>>>
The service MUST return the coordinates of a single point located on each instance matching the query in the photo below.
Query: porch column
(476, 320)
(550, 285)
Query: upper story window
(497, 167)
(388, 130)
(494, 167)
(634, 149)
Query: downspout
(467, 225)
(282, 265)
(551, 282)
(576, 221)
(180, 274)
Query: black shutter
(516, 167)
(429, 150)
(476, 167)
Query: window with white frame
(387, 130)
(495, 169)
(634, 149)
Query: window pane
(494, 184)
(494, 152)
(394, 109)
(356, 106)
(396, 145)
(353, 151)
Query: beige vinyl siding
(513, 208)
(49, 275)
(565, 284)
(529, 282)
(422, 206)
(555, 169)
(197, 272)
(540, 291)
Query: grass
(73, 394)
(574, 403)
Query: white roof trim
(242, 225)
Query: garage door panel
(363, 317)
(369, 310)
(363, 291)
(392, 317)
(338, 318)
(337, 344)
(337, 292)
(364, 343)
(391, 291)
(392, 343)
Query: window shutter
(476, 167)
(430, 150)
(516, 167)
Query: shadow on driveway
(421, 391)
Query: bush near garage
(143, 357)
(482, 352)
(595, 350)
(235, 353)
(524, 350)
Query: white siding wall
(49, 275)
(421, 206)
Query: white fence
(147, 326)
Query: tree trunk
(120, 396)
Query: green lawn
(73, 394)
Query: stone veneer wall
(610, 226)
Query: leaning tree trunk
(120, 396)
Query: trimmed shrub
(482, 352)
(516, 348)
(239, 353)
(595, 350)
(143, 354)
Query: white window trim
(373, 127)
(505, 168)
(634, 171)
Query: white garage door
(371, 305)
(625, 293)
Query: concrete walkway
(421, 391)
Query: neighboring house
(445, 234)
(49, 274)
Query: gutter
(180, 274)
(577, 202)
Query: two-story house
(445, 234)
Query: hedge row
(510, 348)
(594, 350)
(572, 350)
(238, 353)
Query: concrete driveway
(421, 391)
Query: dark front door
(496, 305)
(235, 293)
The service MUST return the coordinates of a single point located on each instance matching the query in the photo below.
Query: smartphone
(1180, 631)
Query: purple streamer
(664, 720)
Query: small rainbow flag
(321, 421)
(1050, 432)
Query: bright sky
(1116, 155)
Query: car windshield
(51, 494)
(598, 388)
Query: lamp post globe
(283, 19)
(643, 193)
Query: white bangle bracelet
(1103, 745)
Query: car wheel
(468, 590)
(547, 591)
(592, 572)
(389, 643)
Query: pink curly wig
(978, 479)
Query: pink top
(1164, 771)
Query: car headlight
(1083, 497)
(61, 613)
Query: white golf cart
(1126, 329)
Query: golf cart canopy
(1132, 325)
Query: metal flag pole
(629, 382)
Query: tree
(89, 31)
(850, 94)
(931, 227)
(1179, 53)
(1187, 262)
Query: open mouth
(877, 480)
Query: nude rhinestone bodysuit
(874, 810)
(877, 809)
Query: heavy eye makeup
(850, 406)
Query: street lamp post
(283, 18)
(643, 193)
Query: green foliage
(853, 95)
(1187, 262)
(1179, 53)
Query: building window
<<<
▶ Problem to work on: Starting at the line containing "Query: garage door panel" and ending at the final line of the listing, rewrite every line, requests included, multiplying each coordinate in the answers by 2.1 and rounding to whole numbers, with halves rounded up.

▶ Answer to this problem:
Query: garage door panel
(762, 666)
(775, 651)
(762, 611)
(823, 666)
(710, 668)
(708, 722)
(708, 613)
(764, 720)
(821, 611)
(823, 720)
Query: window shutter
(1000, 351)
(903, 315)
(1084, 351)
Query: shadow on driveway
(884, 821)
Query: bush near garage
(300, 750)
(1012, 739)
(1250, 735)
(494, 741)
(1100, 735)
Query: white siding wall
(103, 578)
(884, 433)
Query: white fence
(309, 685)
Query: tree trunk
(252, 832)
Query: green lawn
(153, 827)
Query: stone veneer wall
(1281, 475)
Query: leaning tree trunk
(252, 832)
Query: trimmed shrub
(1012, 739)
(1084, 731)
(502, 741)
(1250, 735)
(300, 743)
Query: white window trim
(783, 267)
(1061, 353)
(1331, 359)
Query: white garage door
(779, 641)
(1313, 615)
Query: concrete walkway
(884, 821)
Query: neighboring house
(935, 491)
(103, 575)
Query: gutter
(378, 575)
(1212, 424)
Query: two-story house
(935, 491)
Query: hedge row
(1071, 731)
(1247, 735)
(1201, 735)
(500, 741)
Query: concrete driveway
(884, 821)
Query: dark front door
(1042, 641)
(494, 615)
The service MUST return the coordinates of a single point located on each instance matching the query in the photo below.
Query: smartphone
(2478, 1325)
Query: purple streamer
(1394, 1512)
Query: small rainbow flag
(674, 884)
(2205, 907)
Query: bright sky
(2344, 326)
Query: car windshield
(107, 1037)
(1256, 815)
Query: lamp post globe
(594, 40)
(1350, 405)
Query: white bangle bracelet
(2316, 1565)
Query: car wheel
(983, 1239)
(1149, 1241)
(1243, 1201)
(817, 1350)
Query: pink curly wig
(2054, 1006)
Query: pink top
(2444, 1619)
Query: car headlight
(2274, 1044)
(128, 1287)
Query: white golf cart
(2365, 691)
Query: golf cart canopy
(2377, 683)
Query: metal flag pole
(1321, 802)
Query: tree
(187, 65)
(1785, 197)
(1955, 477)
(2476, 111)
(2493, 550)
Query: open mouth
(1842, 1008)
Query: nude rhinestone bodysuit
(1835, 1701)
(1842, 1699)
Query: heavy eye makeup
(1785, 853)
Query: street lamp post
(594, 38)
(1350, 405)
Query: green foliage
(1791, 200)
(2493, 550)
(2476, 111)
Query: building window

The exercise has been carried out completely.